** START **
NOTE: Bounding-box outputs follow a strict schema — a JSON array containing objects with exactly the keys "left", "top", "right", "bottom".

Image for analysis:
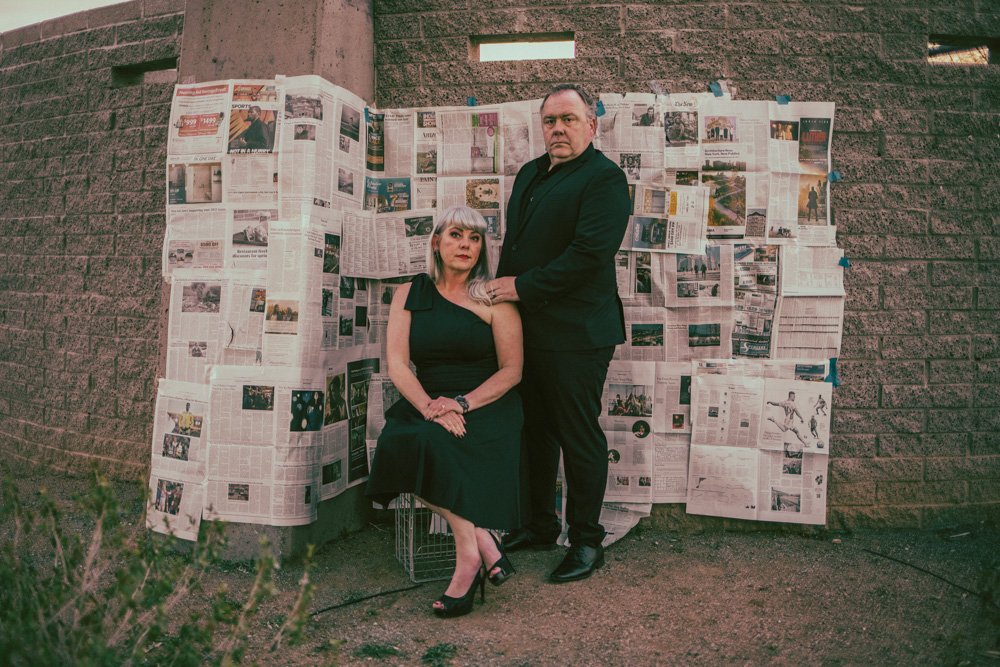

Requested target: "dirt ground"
[{"left": 7, "top": 477, "right": 1000, "bottom": 665}]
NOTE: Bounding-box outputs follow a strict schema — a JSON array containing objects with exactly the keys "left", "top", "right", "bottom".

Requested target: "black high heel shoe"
[
  {"left": 486, "top": 530, "right": 517, "bottom": 586},
  {"left": 433, "top": 568, "right": 486, "bottom": 618}
]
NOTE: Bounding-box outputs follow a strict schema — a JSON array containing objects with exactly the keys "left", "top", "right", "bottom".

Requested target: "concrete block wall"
[
  {"left": 375, "top": 0, "right": 1000, "bottom": 528},
  {"left": 0, "top": 0, "right": 184, "bottom": 478}
]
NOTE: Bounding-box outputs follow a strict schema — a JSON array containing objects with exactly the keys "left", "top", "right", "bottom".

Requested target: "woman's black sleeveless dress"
[{"left": 366, "top": 274, "right": 524, "bottom": 530}]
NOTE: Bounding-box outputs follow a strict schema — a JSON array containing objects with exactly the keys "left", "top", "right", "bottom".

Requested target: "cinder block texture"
[
  {"left": 374, "top": 0, "right": 1000, "bottom": 527},
  {"left": 0, "top": 0, "right": 184, "bottom": 479}
]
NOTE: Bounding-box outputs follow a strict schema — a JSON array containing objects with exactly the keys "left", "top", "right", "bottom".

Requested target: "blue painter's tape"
[{"left": 823, "top": 357, "right": 840, "bottom": 387}]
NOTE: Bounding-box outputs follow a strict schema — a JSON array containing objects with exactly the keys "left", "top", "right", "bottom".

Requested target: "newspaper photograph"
[
  {"left": 436, "top": 106, "right": 503, "bottom": 175},
  {"left": 760, "top": 378, "right": 833, "bottom": 458},
  {"left": 278, "top": 75, "right": 339, "bottom": 213},
  {"left": 691, "top": 374, "right": 764, "bottom": 449},
  {"left": 167, "top": 154, "right": 223, "bottom": 207},
  {"left": 653, "top": 361, "right": 692, "bottom": 433},
  {"left": 664, "top": 306, "right": 733, "bottom": 361},
  {"left": 437, "top": 176, "right": 505, "bottom": 240},
  {"left": 167, "top": 81, "right": 230, "bottom": 155},
  {"left": 757, "top": 450, "right": 829, "bottom": 525},
  {"left": 227, "top": 80, "right": 278, "bottom": 154},
  {"left": 686, "top": 443, "right": 759, "bottom": 519},
  {"left": 166, "top": 269, "right": 223, "bottom": 383},
  {"left": 594, "top": 93, "right": 664, "bottom": 182}
]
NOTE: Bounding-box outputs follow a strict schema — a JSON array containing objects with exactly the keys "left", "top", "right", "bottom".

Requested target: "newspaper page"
** END **
State the number of lines in the data above that contain the string "target", and give only that number.

Written solution |
8